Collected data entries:
====================
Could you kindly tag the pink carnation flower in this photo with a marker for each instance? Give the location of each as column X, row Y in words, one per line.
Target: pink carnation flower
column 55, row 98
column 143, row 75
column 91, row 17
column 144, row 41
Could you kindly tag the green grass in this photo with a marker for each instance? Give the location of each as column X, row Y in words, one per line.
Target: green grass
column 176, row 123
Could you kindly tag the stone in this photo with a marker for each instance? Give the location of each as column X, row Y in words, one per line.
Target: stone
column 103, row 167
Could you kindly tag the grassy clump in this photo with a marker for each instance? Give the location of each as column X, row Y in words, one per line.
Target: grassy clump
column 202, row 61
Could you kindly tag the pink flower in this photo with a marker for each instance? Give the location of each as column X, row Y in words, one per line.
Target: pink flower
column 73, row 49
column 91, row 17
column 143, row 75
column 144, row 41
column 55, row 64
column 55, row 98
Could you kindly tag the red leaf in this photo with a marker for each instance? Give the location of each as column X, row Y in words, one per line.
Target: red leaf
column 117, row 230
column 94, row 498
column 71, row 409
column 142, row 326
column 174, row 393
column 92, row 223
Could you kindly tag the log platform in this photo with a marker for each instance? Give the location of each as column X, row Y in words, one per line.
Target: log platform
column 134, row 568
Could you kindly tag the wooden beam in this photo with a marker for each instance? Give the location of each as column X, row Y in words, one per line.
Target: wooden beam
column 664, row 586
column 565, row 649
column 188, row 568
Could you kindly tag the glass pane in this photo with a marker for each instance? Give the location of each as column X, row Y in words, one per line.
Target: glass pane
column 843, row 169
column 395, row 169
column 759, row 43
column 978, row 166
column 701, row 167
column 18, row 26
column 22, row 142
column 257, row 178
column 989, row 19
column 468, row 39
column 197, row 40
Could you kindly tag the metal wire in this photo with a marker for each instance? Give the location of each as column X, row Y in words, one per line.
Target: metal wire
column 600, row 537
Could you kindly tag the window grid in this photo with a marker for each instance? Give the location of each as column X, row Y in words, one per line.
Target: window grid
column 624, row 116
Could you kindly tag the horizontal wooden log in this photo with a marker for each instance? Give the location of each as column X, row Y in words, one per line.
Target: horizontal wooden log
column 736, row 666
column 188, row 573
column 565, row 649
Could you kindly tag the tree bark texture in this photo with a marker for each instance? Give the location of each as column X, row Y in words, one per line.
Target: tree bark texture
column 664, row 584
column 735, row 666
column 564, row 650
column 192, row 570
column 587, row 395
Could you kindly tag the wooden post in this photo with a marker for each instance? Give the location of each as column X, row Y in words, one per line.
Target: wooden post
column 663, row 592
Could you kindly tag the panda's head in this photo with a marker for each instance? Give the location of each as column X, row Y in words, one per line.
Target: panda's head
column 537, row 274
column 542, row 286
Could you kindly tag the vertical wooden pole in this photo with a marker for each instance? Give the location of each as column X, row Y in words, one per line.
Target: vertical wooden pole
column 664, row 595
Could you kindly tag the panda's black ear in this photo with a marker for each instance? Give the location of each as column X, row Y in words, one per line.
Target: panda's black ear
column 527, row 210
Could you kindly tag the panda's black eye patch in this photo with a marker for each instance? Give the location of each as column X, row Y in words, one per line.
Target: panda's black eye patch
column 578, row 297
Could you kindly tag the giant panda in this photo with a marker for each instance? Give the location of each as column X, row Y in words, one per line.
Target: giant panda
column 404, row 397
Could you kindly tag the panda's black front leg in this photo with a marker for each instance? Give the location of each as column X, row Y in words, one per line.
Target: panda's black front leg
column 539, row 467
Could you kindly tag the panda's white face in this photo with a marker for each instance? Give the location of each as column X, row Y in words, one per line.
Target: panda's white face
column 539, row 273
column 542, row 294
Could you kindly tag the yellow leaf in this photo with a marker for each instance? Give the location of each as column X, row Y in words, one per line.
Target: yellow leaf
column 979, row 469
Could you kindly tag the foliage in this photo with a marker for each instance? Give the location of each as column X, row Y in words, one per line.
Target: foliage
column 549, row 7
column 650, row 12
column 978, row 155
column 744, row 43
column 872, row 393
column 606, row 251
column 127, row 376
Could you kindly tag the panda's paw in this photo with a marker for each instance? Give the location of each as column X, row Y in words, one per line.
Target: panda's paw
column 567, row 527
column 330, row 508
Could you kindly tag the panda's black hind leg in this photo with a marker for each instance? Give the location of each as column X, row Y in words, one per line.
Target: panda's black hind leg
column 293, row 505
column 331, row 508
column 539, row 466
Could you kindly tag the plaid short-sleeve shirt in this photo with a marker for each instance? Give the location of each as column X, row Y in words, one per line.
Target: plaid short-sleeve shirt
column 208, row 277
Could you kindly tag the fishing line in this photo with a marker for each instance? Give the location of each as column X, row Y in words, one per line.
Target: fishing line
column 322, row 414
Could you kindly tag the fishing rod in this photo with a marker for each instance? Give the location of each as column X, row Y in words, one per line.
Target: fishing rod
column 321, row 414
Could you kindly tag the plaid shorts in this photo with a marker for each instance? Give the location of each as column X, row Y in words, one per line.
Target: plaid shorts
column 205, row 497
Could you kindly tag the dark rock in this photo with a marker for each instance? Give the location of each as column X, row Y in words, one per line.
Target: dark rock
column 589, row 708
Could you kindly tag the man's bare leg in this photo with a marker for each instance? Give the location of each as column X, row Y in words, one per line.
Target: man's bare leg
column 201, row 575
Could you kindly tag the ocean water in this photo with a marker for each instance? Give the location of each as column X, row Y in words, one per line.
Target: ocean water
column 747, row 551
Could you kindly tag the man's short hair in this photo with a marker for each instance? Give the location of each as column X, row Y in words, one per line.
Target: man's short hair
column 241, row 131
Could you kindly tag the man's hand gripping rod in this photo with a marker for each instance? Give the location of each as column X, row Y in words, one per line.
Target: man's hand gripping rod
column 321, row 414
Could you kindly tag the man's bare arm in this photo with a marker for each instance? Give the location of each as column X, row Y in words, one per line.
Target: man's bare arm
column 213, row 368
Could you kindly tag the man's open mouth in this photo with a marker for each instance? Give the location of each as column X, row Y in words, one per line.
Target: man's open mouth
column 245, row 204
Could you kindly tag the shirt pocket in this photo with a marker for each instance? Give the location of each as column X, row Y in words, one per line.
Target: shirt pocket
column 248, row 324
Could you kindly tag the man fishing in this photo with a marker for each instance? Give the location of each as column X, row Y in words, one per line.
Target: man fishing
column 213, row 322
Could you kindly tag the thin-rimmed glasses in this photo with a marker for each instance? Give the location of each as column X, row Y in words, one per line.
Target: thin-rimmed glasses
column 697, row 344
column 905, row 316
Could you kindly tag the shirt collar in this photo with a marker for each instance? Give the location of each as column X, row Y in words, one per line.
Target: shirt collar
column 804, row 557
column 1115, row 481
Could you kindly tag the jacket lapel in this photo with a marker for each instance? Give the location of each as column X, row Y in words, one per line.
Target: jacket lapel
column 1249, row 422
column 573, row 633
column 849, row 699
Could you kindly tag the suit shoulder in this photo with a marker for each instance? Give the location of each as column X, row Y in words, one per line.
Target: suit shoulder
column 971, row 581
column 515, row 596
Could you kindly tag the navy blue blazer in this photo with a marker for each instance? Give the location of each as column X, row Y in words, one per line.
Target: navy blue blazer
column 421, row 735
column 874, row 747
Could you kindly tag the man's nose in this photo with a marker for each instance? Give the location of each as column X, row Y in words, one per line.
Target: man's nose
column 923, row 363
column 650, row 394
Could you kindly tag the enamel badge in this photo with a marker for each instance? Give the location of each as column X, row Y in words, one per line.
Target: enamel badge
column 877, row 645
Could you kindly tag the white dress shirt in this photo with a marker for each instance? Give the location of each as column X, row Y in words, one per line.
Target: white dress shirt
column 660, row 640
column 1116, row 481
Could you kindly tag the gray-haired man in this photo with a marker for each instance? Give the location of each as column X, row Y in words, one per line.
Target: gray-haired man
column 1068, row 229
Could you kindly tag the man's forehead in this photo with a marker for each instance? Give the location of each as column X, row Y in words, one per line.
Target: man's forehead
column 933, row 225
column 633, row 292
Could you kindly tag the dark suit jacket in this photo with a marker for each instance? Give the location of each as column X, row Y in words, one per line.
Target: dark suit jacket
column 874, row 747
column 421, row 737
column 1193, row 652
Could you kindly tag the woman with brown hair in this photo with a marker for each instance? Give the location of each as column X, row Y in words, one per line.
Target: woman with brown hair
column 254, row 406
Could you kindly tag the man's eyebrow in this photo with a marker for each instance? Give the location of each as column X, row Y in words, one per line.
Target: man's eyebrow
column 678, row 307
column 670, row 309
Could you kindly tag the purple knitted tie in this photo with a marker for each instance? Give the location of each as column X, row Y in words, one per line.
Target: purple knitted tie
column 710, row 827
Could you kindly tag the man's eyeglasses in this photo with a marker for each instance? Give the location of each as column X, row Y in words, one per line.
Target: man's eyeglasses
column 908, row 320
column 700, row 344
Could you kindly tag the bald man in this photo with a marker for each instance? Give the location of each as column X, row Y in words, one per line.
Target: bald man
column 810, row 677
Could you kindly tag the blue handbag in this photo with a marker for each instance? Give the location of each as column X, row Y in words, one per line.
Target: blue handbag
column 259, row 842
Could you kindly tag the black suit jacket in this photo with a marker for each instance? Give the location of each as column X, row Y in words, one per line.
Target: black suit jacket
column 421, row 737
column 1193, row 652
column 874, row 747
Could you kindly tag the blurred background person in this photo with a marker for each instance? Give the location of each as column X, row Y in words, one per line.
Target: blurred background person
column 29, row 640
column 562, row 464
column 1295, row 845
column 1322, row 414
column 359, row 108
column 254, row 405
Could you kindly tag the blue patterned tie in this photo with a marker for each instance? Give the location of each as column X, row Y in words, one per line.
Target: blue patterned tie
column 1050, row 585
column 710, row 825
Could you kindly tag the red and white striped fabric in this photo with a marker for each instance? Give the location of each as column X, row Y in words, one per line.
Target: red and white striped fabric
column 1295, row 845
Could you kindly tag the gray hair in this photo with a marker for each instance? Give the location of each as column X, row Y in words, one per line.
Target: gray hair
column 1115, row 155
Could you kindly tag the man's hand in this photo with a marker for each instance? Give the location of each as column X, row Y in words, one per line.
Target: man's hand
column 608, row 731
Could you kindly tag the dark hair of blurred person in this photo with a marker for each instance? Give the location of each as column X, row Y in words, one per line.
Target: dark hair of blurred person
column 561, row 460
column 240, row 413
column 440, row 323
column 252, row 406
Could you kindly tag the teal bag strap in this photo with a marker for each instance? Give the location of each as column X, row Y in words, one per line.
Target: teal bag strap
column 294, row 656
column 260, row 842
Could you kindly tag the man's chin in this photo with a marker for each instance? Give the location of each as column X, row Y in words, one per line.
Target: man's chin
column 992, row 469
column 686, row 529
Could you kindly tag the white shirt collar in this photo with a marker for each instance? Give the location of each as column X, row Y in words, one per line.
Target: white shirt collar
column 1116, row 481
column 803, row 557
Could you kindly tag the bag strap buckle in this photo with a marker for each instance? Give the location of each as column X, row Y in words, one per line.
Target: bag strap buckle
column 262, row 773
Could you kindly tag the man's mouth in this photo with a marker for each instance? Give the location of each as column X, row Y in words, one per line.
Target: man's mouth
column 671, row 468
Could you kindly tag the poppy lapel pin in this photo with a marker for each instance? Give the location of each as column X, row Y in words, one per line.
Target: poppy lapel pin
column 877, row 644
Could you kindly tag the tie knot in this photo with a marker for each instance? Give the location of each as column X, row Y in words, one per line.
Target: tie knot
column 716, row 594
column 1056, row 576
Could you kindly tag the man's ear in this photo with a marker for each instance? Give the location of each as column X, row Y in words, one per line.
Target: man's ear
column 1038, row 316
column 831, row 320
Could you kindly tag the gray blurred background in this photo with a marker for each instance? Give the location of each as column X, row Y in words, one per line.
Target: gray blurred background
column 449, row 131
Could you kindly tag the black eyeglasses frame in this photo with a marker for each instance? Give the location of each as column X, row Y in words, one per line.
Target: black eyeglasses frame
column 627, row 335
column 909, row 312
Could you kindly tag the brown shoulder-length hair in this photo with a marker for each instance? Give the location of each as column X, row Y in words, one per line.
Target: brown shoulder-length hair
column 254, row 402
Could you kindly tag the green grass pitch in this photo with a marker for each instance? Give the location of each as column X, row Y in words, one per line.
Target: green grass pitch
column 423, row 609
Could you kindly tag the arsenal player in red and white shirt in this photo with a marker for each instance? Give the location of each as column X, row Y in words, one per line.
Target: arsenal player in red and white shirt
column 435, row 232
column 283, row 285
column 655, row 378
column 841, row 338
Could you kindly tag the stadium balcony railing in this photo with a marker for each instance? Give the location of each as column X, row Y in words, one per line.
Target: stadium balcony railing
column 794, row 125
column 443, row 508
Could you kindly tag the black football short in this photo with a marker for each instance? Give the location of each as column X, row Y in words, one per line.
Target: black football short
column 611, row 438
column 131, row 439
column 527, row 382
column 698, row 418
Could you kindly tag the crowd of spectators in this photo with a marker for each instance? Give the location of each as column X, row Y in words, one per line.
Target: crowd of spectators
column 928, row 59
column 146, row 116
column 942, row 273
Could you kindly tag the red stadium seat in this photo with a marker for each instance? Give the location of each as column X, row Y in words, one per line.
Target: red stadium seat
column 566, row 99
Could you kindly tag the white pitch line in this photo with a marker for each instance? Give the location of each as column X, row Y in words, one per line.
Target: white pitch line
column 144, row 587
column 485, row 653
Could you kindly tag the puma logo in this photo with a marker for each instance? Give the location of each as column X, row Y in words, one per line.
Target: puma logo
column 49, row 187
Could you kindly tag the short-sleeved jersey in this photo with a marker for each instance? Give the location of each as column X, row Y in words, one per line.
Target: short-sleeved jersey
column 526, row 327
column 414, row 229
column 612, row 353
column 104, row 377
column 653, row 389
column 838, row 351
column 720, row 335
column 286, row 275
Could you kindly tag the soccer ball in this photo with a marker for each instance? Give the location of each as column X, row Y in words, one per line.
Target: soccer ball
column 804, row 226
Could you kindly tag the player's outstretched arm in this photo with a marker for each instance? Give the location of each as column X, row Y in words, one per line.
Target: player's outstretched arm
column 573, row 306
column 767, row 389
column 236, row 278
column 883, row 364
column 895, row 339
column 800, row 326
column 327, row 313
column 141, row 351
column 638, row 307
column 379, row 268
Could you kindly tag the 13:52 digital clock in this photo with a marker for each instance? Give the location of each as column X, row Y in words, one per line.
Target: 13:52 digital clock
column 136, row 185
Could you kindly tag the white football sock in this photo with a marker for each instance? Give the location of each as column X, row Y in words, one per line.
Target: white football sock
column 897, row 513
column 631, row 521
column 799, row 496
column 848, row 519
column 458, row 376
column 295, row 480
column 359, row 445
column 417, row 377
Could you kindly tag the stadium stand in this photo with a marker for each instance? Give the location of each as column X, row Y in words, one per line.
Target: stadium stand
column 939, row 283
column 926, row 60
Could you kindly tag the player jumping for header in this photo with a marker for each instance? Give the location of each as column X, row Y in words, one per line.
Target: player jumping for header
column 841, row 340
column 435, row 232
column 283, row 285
====================
» **Goal**
Rewrite the records from the line with "Could you kindly tag the wooden beam" to the line with "column 600, row 537", replacing "glass pane" with "window glass" and keeping everything else the same.

» **Exercise response**
Could you kindly tag the wooden beam in this photo with a marker for each instance? Give the location of each as column X, row Y in words, one per line.
Target: wooden beam
column 664, row 586
column 565, row 649
column 188, row 568
Could you kindly tag the window glass in this photo with a marker for each instance? Give the location of each as column X, row Y in words, one per line.
Target: window glass
column 843, row 169
column 395, row 169
column 759, row 43
column 978, row 166
column 701, row 167
column 18, row 26
column 22, row 142
column 257, row 178
column 989, row 19
column 468, row 39
column 197, row 40
Could you kindly tag the metal wire in this photo with a marker for each instance? Give the location of each as column X, row Y in words, one per line.
Target: metal wire
column 600, row 537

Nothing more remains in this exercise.